• **Tasks and exercises**
- A) From the discussion thread below, list every username shown as having commented.
- B) Reproduce the passage of the discussion thread below from "bradanlane commented 9" up to and including "the configurability provide?".
───── Document extract
Closed cyoung closed 9 years ago

cyoung commented 9 years ago

Others?

bradanlane commented 9 years ago

I already worked on the log toggling. It requires that logs be created/opened at startup regardless of logging state. This allows logging to be toggled without a system restart.

I would think PPM calibration would not change. My suggestion would be to store it in the Stratux.conf file. If it's absent, the calibration is run ahead of normal startup and stored.

What is the request for "WiFi SSID"? To make it configurable? Is there the expectation of having two Stratux devices in the same airplane? If not, what value does the configurability provide?

heelix commented 9 years ago

For what it is worth, I've got a couple of these units on my desk. One is newer hardware, the other older. I've been getting around it by having one wired, the other wireless, but it would be nice to have both on the wireless network so I could compare them in the air.
──────────
───── Listing
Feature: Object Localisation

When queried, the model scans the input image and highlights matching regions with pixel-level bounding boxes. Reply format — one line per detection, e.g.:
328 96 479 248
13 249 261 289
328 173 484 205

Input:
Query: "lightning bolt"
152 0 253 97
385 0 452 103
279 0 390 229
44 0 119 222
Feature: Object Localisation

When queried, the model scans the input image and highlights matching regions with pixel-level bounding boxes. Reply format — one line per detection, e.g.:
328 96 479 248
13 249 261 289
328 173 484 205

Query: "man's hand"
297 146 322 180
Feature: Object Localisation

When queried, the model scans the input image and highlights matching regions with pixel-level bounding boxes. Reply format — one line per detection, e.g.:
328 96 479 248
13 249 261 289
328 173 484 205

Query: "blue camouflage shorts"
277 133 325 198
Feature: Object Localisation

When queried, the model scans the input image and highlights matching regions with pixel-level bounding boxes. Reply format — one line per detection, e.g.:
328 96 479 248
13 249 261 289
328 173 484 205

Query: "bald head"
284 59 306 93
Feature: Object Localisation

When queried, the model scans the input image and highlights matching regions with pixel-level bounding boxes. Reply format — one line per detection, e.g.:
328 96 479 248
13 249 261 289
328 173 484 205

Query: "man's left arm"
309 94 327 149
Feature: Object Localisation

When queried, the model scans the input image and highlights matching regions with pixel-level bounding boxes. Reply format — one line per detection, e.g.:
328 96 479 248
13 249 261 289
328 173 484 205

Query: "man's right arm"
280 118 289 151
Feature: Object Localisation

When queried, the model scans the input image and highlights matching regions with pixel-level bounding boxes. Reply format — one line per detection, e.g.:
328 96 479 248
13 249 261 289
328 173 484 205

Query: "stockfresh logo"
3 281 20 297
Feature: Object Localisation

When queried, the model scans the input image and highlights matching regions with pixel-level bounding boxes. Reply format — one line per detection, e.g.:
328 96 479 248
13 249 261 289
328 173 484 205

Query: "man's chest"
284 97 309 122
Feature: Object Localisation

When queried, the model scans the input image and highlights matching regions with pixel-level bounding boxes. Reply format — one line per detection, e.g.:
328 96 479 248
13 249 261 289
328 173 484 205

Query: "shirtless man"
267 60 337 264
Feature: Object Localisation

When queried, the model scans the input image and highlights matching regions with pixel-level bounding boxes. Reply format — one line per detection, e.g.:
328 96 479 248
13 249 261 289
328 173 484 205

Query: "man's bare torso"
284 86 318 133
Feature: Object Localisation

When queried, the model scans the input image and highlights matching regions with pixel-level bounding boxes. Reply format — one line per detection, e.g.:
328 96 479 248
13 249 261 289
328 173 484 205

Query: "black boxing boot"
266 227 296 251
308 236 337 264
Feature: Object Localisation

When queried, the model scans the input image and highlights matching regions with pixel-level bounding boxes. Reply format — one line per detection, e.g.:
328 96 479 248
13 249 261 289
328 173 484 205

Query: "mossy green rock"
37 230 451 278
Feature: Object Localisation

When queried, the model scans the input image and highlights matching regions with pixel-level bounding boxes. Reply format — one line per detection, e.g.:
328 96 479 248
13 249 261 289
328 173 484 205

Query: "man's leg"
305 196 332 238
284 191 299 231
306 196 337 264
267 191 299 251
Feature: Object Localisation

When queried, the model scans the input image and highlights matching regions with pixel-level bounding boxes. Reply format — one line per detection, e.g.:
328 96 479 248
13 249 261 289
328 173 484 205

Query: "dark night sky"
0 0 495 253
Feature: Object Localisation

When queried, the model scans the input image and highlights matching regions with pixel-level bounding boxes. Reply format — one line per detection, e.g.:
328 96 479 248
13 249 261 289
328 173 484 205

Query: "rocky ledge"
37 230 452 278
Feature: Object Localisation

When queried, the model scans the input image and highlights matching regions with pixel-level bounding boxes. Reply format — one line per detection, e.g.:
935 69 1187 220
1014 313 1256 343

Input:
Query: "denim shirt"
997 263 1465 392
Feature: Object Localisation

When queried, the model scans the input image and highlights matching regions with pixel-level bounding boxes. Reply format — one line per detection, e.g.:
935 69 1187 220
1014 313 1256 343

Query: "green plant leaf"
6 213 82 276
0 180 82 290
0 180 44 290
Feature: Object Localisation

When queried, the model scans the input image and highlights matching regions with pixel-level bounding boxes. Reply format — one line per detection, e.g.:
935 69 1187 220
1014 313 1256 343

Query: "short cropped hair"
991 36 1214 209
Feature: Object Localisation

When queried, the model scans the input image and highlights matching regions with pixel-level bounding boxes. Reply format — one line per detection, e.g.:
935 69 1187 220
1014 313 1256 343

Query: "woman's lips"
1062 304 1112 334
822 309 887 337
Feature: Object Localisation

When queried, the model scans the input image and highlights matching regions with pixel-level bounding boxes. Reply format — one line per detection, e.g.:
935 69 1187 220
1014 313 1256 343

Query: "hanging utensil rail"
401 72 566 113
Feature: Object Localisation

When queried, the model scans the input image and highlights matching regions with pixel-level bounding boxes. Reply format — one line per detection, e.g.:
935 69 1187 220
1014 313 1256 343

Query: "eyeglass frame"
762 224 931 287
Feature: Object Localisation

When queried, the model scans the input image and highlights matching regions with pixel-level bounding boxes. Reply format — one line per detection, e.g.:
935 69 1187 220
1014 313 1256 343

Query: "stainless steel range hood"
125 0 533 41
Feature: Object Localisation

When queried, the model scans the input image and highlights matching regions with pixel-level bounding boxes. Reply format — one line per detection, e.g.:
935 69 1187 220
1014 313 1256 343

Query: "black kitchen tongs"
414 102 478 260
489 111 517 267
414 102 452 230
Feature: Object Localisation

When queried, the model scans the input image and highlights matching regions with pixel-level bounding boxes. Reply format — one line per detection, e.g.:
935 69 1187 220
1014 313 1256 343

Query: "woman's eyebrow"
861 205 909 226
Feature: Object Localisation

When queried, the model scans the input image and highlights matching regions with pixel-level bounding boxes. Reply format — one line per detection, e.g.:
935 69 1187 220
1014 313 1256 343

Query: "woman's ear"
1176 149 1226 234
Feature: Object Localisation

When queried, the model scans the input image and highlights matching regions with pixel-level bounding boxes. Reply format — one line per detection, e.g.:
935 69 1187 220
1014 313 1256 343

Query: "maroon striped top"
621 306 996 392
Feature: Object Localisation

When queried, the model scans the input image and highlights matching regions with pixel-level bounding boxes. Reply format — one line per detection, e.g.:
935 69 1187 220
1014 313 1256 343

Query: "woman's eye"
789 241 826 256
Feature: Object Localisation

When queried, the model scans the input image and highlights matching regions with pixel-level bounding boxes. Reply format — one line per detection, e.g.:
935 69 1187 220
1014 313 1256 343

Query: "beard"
──────────
• **Results for the exercise**
- A) cyoung, bradanlane, heelix

- B)
bradanlane commented 9 years ago

I already worked on the log toggling. It requires that logs be created/opened at startup regardless of logging state. This allows logging to be toggled without a system restart.

I would think PPM calibration would not change. My suggestion would be to store it in the Stratux.conf file. If it's absent, the calibration is run ahead of normal startup and stored.

What is the request for "WiFi SSID"? To make it configurable? Is there the expectation of having two Stratux devices in the same airplane? If not, what value does the configurability provide?